**Exercise text**
*** Block opens ***

FLICKR, YNSE“Gene drive” is a phenomenon that causes a gene to be inherited at a rate faster than Mendelian principles would dictate. It relies on genes that can copy themselves onto a corresponding location in a paired chromosome, thereby overriding typical allele inheritance patterns. In conjunction with CRISPR/Cas9, gene drives can be created with almost any DNA sequence, raising questions about the risk of engineered genes spreading quickly through a population. But a team of researchers from Harvard University published a study this week (November 16) in Nature Biology that offers some safety constraints on the system.
A description of the first CRISPR/Cas9 gene drive system was published in March by a team at the University of California, San Diego, and showed rapid spreading of a normally recessive phenotype in Drosophila. Other labs are researching the system’s potential to wipe out insect-borne diseases such as malaria by spreading mutated genes throughout a mosquito population. But the strategy carries the risk of accidental contamination of wild populations.
“We have a responsibility to keep our experiments confined to the laboratory,” Kevin Esvelt, an evolutionary engineer and coauthor on the paper, told Nature. “The basic lesson is: if you don’t have to build a gene drive that can spread through a wild population, then don’t.”

*** Block closes ***

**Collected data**
*** Block opens ***

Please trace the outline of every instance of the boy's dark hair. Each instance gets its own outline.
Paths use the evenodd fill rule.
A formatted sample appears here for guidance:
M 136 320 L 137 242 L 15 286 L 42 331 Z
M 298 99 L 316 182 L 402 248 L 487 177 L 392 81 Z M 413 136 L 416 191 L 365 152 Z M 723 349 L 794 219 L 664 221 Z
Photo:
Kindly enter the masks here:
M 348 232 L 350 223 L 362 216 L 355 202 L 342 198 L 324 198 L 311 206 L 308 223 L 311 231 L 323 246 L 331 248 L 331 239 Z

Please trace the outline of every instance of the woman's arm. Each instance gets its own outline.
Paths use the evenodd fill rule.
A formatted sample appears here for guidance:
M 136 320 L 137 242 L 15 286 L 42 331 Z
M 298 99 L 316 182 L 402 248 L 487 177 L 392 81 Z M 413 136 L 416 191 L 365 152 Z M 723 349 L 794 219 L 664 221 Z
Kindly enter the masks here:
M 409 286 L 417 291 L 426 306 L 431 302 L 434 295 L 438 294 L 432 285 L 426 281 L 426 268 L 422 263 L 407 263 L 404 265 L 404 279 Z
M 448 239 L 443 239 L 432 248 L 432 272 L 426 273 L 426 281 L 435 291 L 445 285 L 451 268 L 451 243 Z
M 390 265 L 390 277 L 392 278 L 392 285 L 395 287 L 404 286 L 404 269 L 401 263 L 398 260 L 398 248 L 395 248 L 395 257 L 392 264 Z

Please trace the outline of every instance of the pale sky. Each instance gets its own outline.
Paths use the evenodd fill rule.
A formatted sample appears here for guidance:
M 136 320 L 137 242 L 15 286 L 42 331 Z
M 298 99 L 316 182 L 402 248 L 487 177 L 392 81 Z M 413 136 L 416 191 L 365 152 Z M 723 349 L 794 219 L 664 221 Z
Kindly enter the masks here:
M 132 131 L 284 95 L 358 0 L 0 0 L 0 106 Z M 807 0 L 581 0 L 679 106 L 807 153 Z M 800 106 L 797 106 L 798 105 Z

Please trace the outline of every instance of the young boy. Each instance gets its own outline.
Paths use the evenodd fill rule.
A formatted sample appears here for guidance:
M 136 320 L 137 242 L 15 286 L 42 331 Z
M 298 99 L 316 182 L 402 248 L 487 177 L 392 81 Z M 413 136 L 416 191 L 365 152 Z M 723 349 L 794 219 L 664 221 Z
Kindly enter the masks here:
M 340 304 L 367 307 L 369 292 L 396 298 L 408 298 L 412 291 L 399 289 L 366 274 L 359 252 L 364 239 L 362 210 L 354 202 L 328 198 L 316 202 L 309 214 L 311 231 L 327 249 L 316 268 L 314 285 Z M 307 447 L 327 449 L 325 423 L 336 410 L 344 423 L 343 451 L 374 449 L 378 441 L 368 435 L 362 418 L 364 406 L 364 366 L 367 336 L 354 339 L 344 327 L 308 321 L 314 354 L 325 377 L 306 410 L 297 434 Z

*** Block closes ***

Can you continue the gene drive article from where it stops? You won't need the records for this.

**Response to this exercise**
Esvelt’s team developed safety protocols—ways to prevent or reverse a released gene drive—using the yeast Saccharomyces cerevisia. One technique genetically separates the components necessary to create a gene drive, putting one half directly in the yeast genome and the other half on an external strand of DNA. The researchers also developed a method that uses one gene drive to overwrite the effects of another.
While these techniques are intended to stem the potential for gene drives in light of safety concerns, Esvelt told Nature that he hopes the scientific community will thoughtfully evaluate gene drives rather than dismiss them. “Should we use gene drive to eliminate malaria? Should we use it to replace broadly toxic insecticides? These questions all have to be considered separately,” he told Nature. “This paper is really about making sure we don’t blow it in the meantime and obviate the chance to talk about all of this.”